/---
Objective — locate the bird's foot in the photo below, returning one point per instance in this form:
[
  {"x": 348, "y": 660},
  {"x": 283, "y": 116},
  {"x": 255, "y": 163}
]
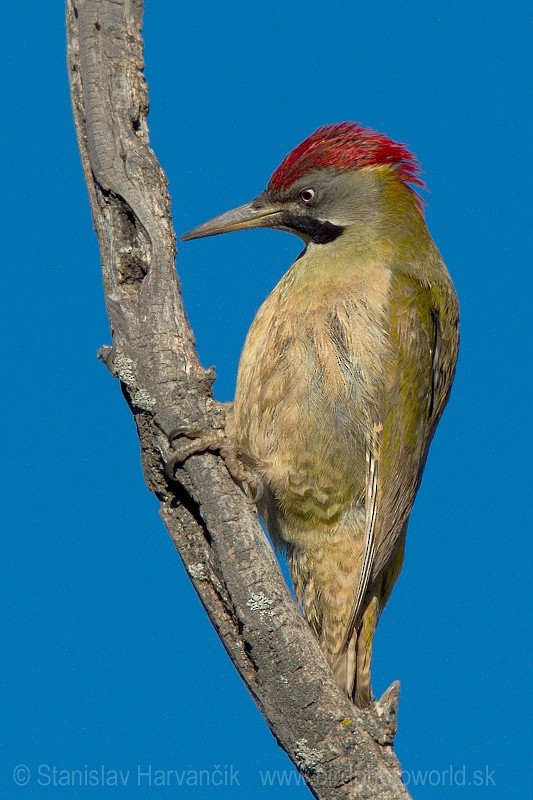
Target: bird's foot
\---
**Exercise directions**
Repeat the rows above, changing every "bird's foot" to "bird's talon" and leaving everything else as it is. Omit the pictures.

**Reply to the exercise**
Objective — locate the bird's talon in the photo below, returning one point per instance in this form:
[
  {"x": 348, "y": 660},
  {"x": 283, "y": 116},
  {"x": 255, "y": 163}
]
Target: bird's talon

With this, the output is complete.